**Supplied data**
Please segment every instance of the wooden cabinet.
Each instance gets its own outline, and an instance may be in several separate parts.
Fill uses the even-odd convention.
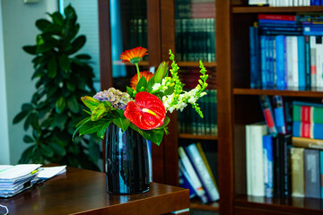
[[[247,195],[245,125],[263,121],[258,95],[319,102],[322,89],[249,88],[249,26],[258,13],[322,12],[322,6],[251,7],[248,1],[216,1],[220,214],[322,214],[320,200]]]

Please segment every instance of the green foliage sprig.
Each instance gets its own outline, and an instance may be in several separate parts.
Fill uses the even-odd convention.
[[[31,128],[31,135],[23,137],[30,146],[19,162],[59,163],[98,170],[99,138],[76,137],[72,142],[75,125],[85,114],[78,99],[95,93],[91,56],[75,54],[86,39],[76,37],[80,25],[71,5],[65,8],[64,15],[58,12],[48,15],[51,21],[36,21],[41,31],[36,45],[23,47],[25,52],[35,56],[31,80],[38,81],[31,102],[22,104],[13,119],[13,124],[24,119],[26,132]]]

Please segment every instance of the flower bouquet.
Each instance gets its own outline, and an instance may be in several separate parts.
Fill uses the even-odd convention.
[[[168,64],[162,62],[154,73],[140,72],[138,63],[148,55],[147,49],[135,47],[123,52],[120,56],[123,63],[130,62],[136,66],[137,73],[131,79],[127,92],[114,88],[98,92],[93,97],[82,98],[90,111],[84,110],[89,116],[76,125],[74,133],[79,135],[96,133],[100,138],[110,124],[114,124],[125,132],[128,127],[139,133],[144,139],[159,145],[163,134],[168,133],[167,125],[170,118],[167,112],[182,111],[188,104],[203,117],[197,99],[206,93],[206,70],[200,61],[200,79],[195,89],[183,90],[175,63],[175,56],[170,50],[171,68],[168,71]]]

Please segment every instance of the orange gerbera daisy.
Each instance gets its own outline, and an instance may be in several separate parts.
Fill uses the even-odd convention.
[[[149,80],[151,80],[151,78],[153,78],[153,73],[152,73],[151,72],[149,71],[144,71],[144,72],[140,72],[139,73],[140,74],[140,78],[141,77],[144,77],[147,81],[147,82],[149,82]],[[132,79],[130,80],[130,87],[134,90],[135,90],[135,87],[136,85],[138,84],[139,82],[139,79],[138,79],[138,74],[135,74],[134,77],[132,77]]]
[[[147,51],[148,50],[144,47],[135,47],[133,49],[124,51],[120,55],[120,59],[122,60],[122,63],[131,62],[135,64],[139,63],[144,56],[148,55]]]

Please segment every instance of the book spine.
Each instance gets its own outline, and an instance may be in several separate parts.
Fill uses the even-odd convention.
[[[303,88],[306,86],[304,36],[297,37],[297,56],[298,56],[298,86]]]
[[[319,139],[293,136],[292,144],[294,147],[323,150],[323,140]]]
[[[265,196],[273,197],[273,140],[271,135],[263,136]]]
[[[279,35],[275,37],[275,53],[276,53],[276,86],[277,88],[285,88],[287,83],[285,82],[284,70],[284,37]]]
[[[304,149],[292,148],[292,196],[304,197]]]
[[[199,176],[204,188],[206,191],[206,194],[209,197],[211,202],[219,200],[219,192],[213,183],[213,180],[205,168],[205,163],[203,162],[202,157],[198,152],[196,145],[190,144],[185,148],[187,150],[188,158],[192,161],[193,167]]]
[[[284,103],[282,96],[273,96],[275,122],[278,133],[286,133],[286,124],[284,114]]]
[[[304,123],[323,124],[323,108],[312,106],[292,107],[293,121],[301,121]]]
[[[316,46],[315,46],[315,36],[310,37],[310,86],[317,87],[316,83],[316,75],[317,75],[317,66],[316,66]]]
[[[266,95],[261,95],[259,96],[259,100],[269,133],[275,136],[277,134],[277,129],[274,121],[273,109],[271,108],[269,98]]]
[[[294,15],[280,15],[280,14],[265,14],[259,13],[258,20],[280,20],[280,21],[295,21]]]
[[[310,88],[310,36],[305,36],[305,86]]]
[[[320,198],[319,151],[304,150],[305,197]]]
[[[323,124],[292,122],[292,135],[296,137],[307,137],[323,139]]]
[[[201,199],[202,202],[207,202],[207,196],[205,194],[205,191],[204,190],[201,181],[198,179],[198,176],[194,170],[194,168],[191,164],[191,162],[188,159],[188,155],[186,154],[184,148],[182,146],[179,147],[179,160],[182,163],[183,167],[186,168],[187,172],[188,173],[188,176],[190,179],[193,182],[194,189],[198,195],[198,197]]]

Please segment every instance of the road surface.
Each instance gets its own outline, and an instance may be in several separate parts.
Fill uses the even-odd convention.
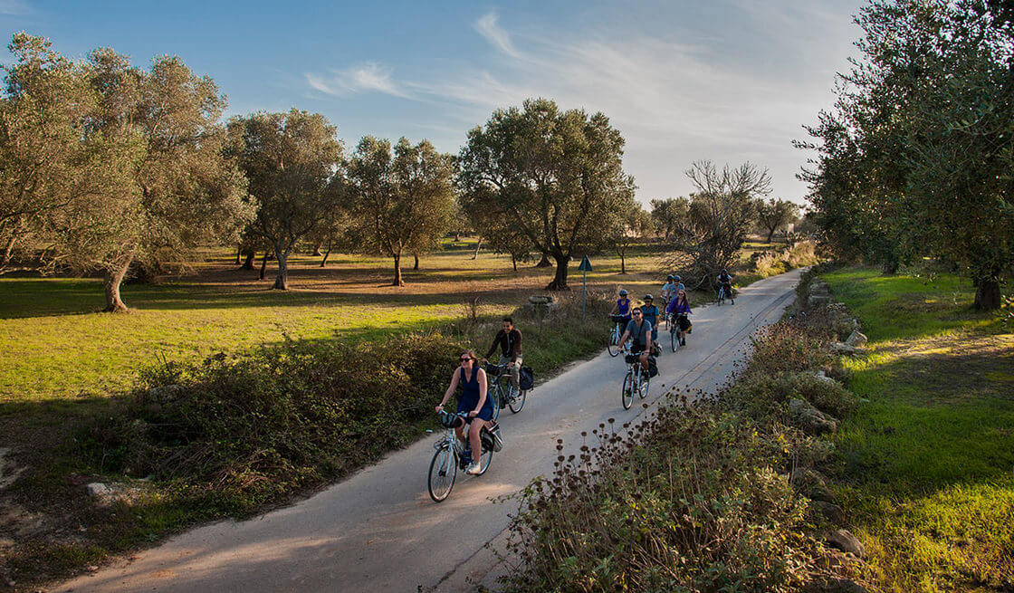
[[[749,335],[777,320],[791,302],[799,274],[754,283],[733,306],[697,308],[687,347],[677,353],[663,349],[660,374],[645,401],[656,403],[673,386],[708,391],[723,383],[734,361],[745,356]],[[605,332],[603,322],[603,339]],[[668,337],[663,332],[659,341],[667,346]],[[532,362],[537,372],[537,361]],[[552,473],[558,438],[569,454],[581,445],[581,431],[609,418],[620,425],[650,412],[640,400],[623,410],[625,371],[623,358],[610,358],[603,348],[594,359],[537,385],[520,414],[501,414],[505,446],[489,471],[478,477],[459,472],[443,503],[434,504],[426,492],[436,437],[426,438],[291,507],[188,531],[133,562],[121,561],[53,590],[473,591],[477,583],[493,585],[507,570],[493,550],[503,547],[516,503],[491,499]]]

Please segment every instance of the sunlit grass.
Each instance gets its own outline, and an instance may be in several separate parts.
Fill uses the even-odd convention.
[[[824,278],[870,338],[846,361],[869,401],[836,438],[870,571],[885,591],[1011,588],[1014,336],[954,276]]]

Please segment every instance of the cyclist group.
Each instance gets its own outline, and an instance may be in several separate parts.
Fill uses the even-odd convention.
[[[475,351],[466,350],[461,353],[460,367],[454,369],[450,385],[444,392],[443,399],[436,406],[438,414],[443,413],[447,400],[457,390],[457,386],[461,385],[461,395],[457,399],[457,415],[467,417],[469,422],[465,423],[462,419],[460,422],[453,422],[453,426],[457,438],[465,447],[465,452],[472,455],[472,462],[465,468],[465,473],[469,474],[482,473],[480,435],[483,428],[493,420],[493,401],[489,397],[489,377],[486,369],[478,363],[482,362],[485,365],[498,347],[500,348],[499,364],[505,366],[510,373],[511,393],[508,394],[508,397],[514,396],[520,390],[521,331],[514,327],[514,319],[504,317],[503,328],[497,331],[496,338],[493,339],[493,345],[490,346],[489,352],[486,353],[486,357],[482,361],[476,356]],[[464,435],[465,425],[467,425],[468,431],[467,439]]]
[[[722,270],[716,280],[719,287],[719,297],[721,298],[725,295],[731,300],[732,276],[727,271]],[[685,333],[692,330],[692,324],[687,316],[692,311],[686,299],[686,288],[680,282],[678,276],[669,275],[662,286],[661,312],[654,304],[654,297],[650,294],[644,296],[644,304],[640,306],[634,305],[626,289],[621,289],[619,296],[620,298],[617,300],[611,312],[611,318],[617,320],[619,326],[622,328],[619,348],[622,350],[627,341],[630,340],[631,354],[639,355],[643,371],[647,372],[649,369],[649,356],[652,354],[652,351],[658,352],[658,321],[660,315],[664,315],[663,318],[668,318],[670,323],[677,324],[678,340],[682,346],[686,345]],[[733,301],[734,303],[735,301]],[[479,359],[475,351],[472,350],[461,353],[459,358],[460,366],[451,374],[450,384],[444,392],[440,403],[435,409],[441,415],[444,425],[448,428],[453,428],[457,440],[461,443],[462,455],[467,459],[465,472],[469,474],[480,474],[485,469],[481,466],[481,456],[484,447],[482,432],[493,421],[494,403],[489,396],[490,377],[483,366],[487,364],[489,357],[498,348],[500,349],[499,366],[506,368],[510,375],[510,394],[508,397],[515,396],[520,389],[522,363],[521,331],[514,327],[514,320],[512,318],[504,317],[503,328],[497,331],[486,357]],[[635,363],[632,361],[632,364]],[[444,406],[455,391],[457,391],[459,385],[461,387],[461,394],[458,396],[456,414],[451,415],[444,411]],[[469,457],[470,459],[468,459]],[[432,472],[433,467],[431,466],[431,474]],[[449,489],[447,493],[449,493]],[[431,496],[433,496],[432,491]],[[442,499],[434,497],[434,500]]]

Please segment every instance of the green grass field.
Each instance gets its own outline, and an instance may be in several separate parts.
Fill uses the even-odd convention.
[[[1014,335],[973,288],[847,269],[824,276],[870,338],[868,403],[837,436],[838,476],[885,591],[1014,588]]]
[[[410,257],[407,286],[395,288],[385,286],[392,276],[386,260],[332,254],[321,269],[319,257],[297,256],[293,290],[282,292],[270,290],[270,264],[268,278],[259,281],[257,271],[238,270],[230,260],[209,256],[164,284],[125,285],[131,307],[125,315],[99,312],[97,279],[0,278],[0,402],[102,395],[128,387],[137,369],[162,359],[199,360],[284,336],[362,340],[420,329],[461,317],[473,298],[481,313],[500,313],[540,293],[553,274],[532,263],[515,274],[507,256],[481,252],[473,260],[470,249],[452,248],[425,255],[419,272]],[[620,275],[618,257],[593,257],[589,286],[657,292],[659,261],[635,253],[628,274]],[[580,289],[576,268],[570,283]]]

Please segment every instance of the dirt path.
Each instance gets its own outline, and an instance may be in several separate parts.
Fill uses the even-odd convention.
[[[752,330],[777,320],[791,302],[798,279],[799,271],[769,278],[743,289],[734,306],[697,309],[687,348],[663,353],[647,401],[657,402],[672,385],[711,390],[721,384],[744,356]],[[426,492],[433,439],[424,439],[292,507],[194,529],[133,563],[54,590],[472,591],[476,583],[489,585],[504,569],[484,546],[502,545],[516,508],[490,499],[551,473],[558,438],[569,453],[581,445],[582,430],[650,412],[640,401],[623,410],[624,372],[623,360],[603,352],[536,387],[519,415],[505,410],[504,450],[485,475],[459,474],[439,505]]]

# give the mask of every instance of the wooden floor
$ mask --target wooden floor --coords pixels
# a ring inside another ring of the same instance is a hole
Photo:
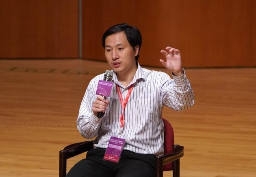
[[[58,176],[59,151],[84,141],[76,121],[86,87],[108,68],[85,60],[0,60],[0,176]],[[256,176],[256,68],[185,70],[195,105],[163,113],[185,147],[181,177]]]

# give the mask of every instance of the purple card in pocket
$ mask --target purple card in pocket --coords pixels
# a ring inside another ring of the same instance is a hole
[[[111,136],[103,159],[118,162],[125,143],[125,139]]]
[[[100,80],[96,90],[96,94],[102,96],[110,96],[113,83],[106,81]]]

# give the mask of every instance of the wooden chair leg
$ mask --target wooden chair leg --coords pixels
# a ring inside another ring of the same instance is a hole
[[[156,177],[163,177],[163,158],[156,158]]]
[[[67,174],[67,159],[65,153],[60,151],[60,177],[65,177]]]
[[[173,177],[180,177],[180,159],[174,161],[173,165]]]

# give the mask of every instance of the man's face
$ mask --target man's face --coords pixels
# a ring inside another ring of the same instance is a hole
[[[139,46],[135,50],[131,46],[124,32],[108,36],[105,41],[105,55],[108,64],[118,75],[137,70],[135,56]]]

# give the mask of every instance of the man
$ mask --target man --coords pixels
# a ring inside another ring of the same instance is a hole
[[[181,111],[193,105],[194,98],[179,50],[167,47],[161,51],[166,61],[160,62],[172,73],[172,79],[166,73],[141,67],[137,60],[141,41],[139,30],[126,23],[113,26],[103,34],[113,87],[110,98],[105,99],[95,94],[104,74],[89,83],[77,123],[86,139],[97,136],[94,148],[67,176],[155,176],[155,156],[164,151],[163,106]],[[105,112],[101,118],[97,117],[100,112]],[[111,136],[126,142],[118,163],[103,159]]]

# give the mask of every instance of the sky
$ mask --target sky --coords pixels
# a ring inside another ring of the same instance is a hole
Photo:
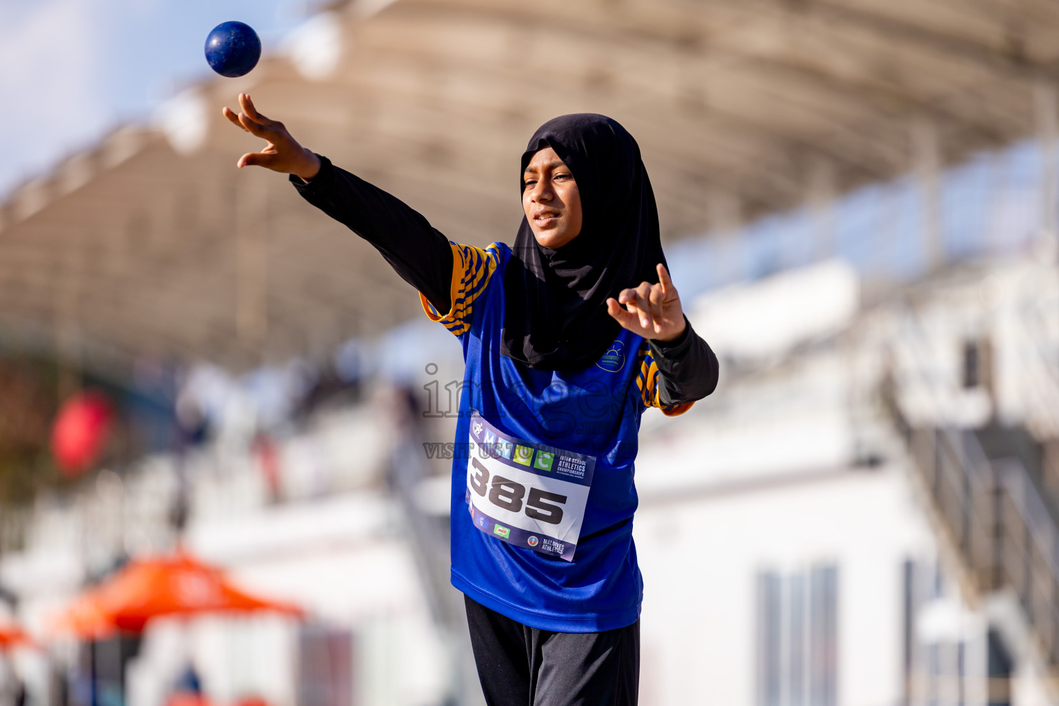
[[[0,200],[210,75],[205,37],[253,26],[265,52],[308,0],[0,0]]]

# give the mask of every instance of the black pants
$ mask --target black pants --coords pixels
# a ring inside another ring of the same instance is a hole
[[[635,706],[639,620],[602,633],[553,633],[464,600],[488,706]]]

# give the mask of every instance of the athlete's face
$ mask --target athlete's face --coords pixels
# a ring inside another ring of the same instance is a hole
[[[581,195],[573,173],[555,150],[538,150],[522,180],[522,209],[537,242],[555,250],[576,238],[581,232]]]

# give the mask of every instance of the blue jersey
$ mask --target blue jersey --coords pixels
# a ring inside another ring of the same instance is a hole
[[[510,249],[452,245],[450,311],[463,344],[452,463],[452,584],[532,628],[600,632],[640,616],[632,542],[640,416],[663,405],[645,339],[621,329],[580,370],[534,370],[500,351]]]

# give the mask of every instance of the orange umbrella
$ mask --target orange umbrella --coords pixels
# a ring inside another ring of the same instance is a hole
[[[0,626],[0,650],[13,647],[32,647],[33,638],[14,624]]]
[[[115,630],[141,632],[160,615],[274,611],[302,615],[290,603],[267,600],[236,589],[225,573],[192,556],[132,560],[91,589],[59,617],[56,628],[80,637]]]

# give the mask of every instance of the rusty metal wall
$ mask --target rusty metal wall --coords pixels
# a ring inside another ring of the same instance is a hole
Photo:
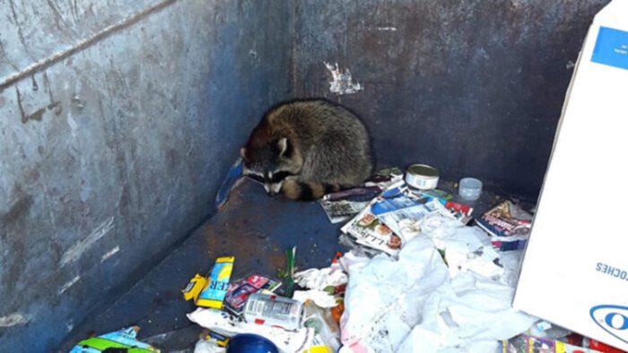
[[[291,12],[0,0],[0,351],[52,351],[214,211],[290,94]]]
[[[534,199],[573,64],[608,0],[296,3],[298,96],[360,113],[381,163],[428,163]],[[332,93],[324,62],[363,90]]]

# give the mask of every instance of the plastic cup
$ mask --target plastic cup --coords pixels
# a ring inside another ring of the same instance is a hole
[[[465,200],[475,201],[482,194],[482,182],[475,177],[463,177],[458,186],[458,194]]]

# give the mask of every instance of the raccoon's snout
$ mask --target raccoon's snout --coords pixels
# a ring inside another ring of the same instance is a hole
[[[283,183],[266,183],[264,184],[264,190],[266,191],[266,194],[268,194],[268,195],[275,196],[281,191],[282,184]]]

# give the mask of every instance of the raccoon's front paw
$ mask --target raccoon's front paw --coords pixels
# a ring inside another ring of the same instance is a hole
[[[301,198],[301,188],[296,177],[288,176],[283,180],[282,185],[282,193],[285,197],[291,200],[299,200]]]

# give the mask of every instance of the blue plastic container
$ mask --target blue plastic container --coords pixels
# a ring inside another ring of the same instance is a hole
[[[244,333],[229,340],[227,353],[279,353],[275,343],[257,334]]]

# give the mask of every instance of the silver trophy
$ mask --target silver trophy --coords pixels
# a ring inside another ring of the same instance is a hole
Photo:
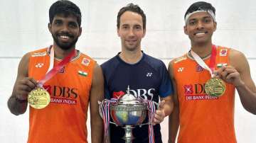
[[[132,135],[132,129],[136,125],[142,127],[144,125],[150,125],[151,122],[149,121],[142,124],[148,112],[146,103],[131,94],[129,86],[127,93],[115,103],[110,104],[110,113],[113,122],[110,123],[124,128],[125,134],[122,139],[126,143],[131,143],[135,138]],[[102,115],[101,111],[100,113]]]

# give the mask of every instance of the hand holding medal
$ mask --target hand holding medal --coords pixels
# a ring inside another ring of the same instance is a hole
[[[193,51],[191,50],[191,55],[196,62],[203,68],[209,71],[210,79],[208,80],[205,85],[206,93],[212,96],[220,96],[224,94],[226,86],[225,82],[216,76],[214,73],[214,67],[215,64],[215,57],[217,50],[215,45],[212,46],[212,53],[210,59],[210,67],[203,61],[203,59]]]
[[[66,57],[53,68],[54,50],[53,47],[50,48],[50,67],[46,75],[38,81],[38,87],[32,90],[28,96],[28,104],[36,108],[41,109],[46,108],[50,101],[49,93],[43,87],[43,85],[52,78],[60,69],[61,69],[74,57],[75,50],[73,50]]]

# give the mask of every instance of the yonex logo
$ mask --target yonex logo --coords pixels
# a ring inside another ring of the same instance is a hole
[[[151,72],[148,72],[148,73],[146,73],[146,76],[147,77],[150,77],[150,76],[151,76],[152,74],[153,74],[153,73],[151,73]]]
[[[36,67],[37,67],[37,68],[41,68],[41,67],[43,67],[43,63],[38,63],[38,64],[37,64],[36,65]]]
[[[178,72],[181,72],[183,69],[184,69],[183,67],[179,67],[179,68],[178,69]]]

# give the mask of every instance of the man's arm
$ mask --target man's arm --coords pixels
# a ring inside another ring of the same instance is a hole
[[[25,55],[18,67],[17,78],[12,94],[8,100],[8,108],[11,113],[18,115],[26,112],[28,105],[28,95],[37,86],[36,81],[28,78],[29,54]]]
[[[235,86],[245,109],[256,114],[256,88],[248,62],[242,52],[235,50],[230,50],[229,60],[230,65],[220,68],[218,74],[225,81]]]
[[[90,94],[90,110],[92,142],[103,141],[103,123],[100,116],[98,101],[104,99],[104,81],[101,67],[96,64],[94,69],[92,88]]]
[[[172,113],[169,115],[169,143],[174,143],[176,137],[177,136],[177,132],[179,127],[179,107],[178,107],[178,95],[176,90],[176,84],[174,80],[174,73],[173,73],[173,62],[171,62],[168,67],[168,72],[169,73],[171,81],[174,85],[174,108]]]

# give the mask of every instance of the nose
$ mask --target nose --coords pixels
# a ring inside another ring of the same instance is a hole
[[[132,28],[131,28],[131,29],[129,30],[128,35],[129,35],[129,37],[133,37],[133,36],[134,36],[134,30],[133,30]]]
[[[61,28],[61,32],[68,33],[69,31],[68,25],[66,24],[63,24],[63,25]]]
[[[198,21],[198,24],[197,24],[197,29],[203,29],[203,23],[201,21]]]

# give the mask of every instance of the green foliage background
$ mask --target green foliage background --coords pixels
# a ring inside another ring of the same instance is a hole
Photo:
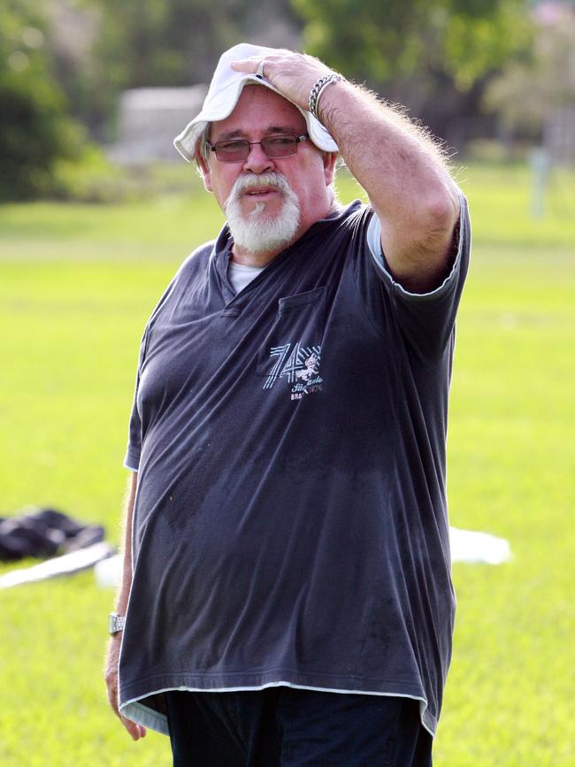
[[[526,168],[458,176],[474,249],[451,393],[451,521],[508,538],[514,558],[454,567],[455,652],[435,763],[567,767],[575,176],[555,173],[540,220],[529,215]],[[53,504],[104,523],[118,541],[143,324],[186,254],[221,222],[191,182],[148,202],[0,208],[0,515]],[[349,180],[341,190],[344,199],[361,191]],[[91,572],[0,592],[3,767],[170,763],[167,739],[132,743],[107,708],[111,603]]]

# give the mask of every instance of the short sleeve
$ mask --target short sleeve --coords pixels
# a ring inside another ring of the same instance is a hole
[[[467,201],[461,192],[460,201],[460,219],[453,244],[451,269],[441,284],[428,293],[410,293],[394,279],[381,251],[381,227],[375,215],[367,229],[372,263],[390,300],[402,333],[410,345],[423,357],[436,357],[445,349],[455,326],[467,275],[471,224]]]

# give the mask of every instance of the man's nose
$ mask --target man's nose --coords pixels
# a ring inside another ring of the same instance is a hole
[[[243,169],[251,171],[252,173],[264,173],[272,168],[273,168],[273,160],[268,157],[262,149],[262,145],[260,143],[250,144],[249,154],[243,164]]]

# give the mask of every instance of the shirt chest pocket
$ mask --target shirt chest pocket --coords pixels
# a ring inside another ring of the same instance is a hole
[[[272,385],[280,377],[289,383],[318,374],[326,323],[327,287],[287,295],[279,301],[273,324],[257,355],[257,375]]]

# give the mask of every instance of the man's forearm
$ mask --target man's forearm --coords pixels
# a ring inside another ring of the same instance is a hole
[[[448,265],[459,197],[437,143],[401,111],[348,82],[326,88],[319,116],[381,222],[395,276],[426,289]]]
[[[122,535],[122,578],[116,594],[116,612],[126,615],[132,587],[132,525],[134,503],[138,483],[138,473],[134,472],[128,479],[124,502],[124,531]]]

**Short exercise**
Rewrite the rows starting at the line containing "# give the mask of every instance of the purple" and ending at the line containing "[[[0,200],[210,75],[205,37],[253,26],[265,52],[308,0],[0,0]]]" as a JSON list of strings, with one string per line and blank lines omitted. Leave the pictures out of the answer.

**Solution for this problem**
[
  "# give the mask of every instance of the purple card in pocket",
  "$ mask --target purple card in pocket --coords pixels",
  "# a ring inside another ring of the same instance is a hole",
  "[[[111,136],[103,159],[118,162],[125,143],[125,139]]]",
  "[[[100,80],[96,90],[96,94],[102,96],[110,96],[113,83],[106,81]]]",
  "# give the mask of every instance of the wooden chair leg",
  "$ mask --target wooden chair leg --coords pixels",
  "# a ring inside another ring of the same instance is a hole",
  "[[[156,177],[163,177],[163,158],[156,158]]]",
  "[[[67,174],[67,159],[65,153],[60,151],[60,177],[65,177]]]",
  "[[[173,177],[180,177],[180,159],[174,161],[173,165]]]",
  "# give the mask of every instance of the man's face",
  "$ mask --target man's face --coords pixels",
  "# a ring inside another ring of the same instance is a hole",
  "[[[139,46],[135,50],[131,46],[124,32],[108,36],[105,41],[105,55],[108,64],[118,75],[137,70],[135,56]]]",
  "# give the mask of every instance of the man",
  "$ mask --target man --coords pixels",
  "# a ring inside another ring of the same instance is a hole",
  "[[[181,111],[193,105],[194,98],[179,50],[167,47],[161,51],[166,61],[160,62],[172,73],[172,79],[166,73],[141,67],[137,60],[141,41],[139,30],[126,23],[113,26],[103,34],[113,87],[110,98],[105,99],[95,94],[104,74],[89,83],[77,123],[86,139],[97,136],[94,148],[67,176],[155,176],[155,156],[164,151],[163,106]],[[105,112],[101,118],[97,117],[100,112]],[[111,136],[126,142],[118,163],[103,159]]]",
  "# give the mask of every instance of the sky",
  "$ mask --target sky --coords pixels",
  "# a ring inside another ring of the same instance is a hole",
  "Photo:",
  "[[[0,200],[210,75],[205,37],[253,26],[265,52],[308,0],[0,0]]]"
]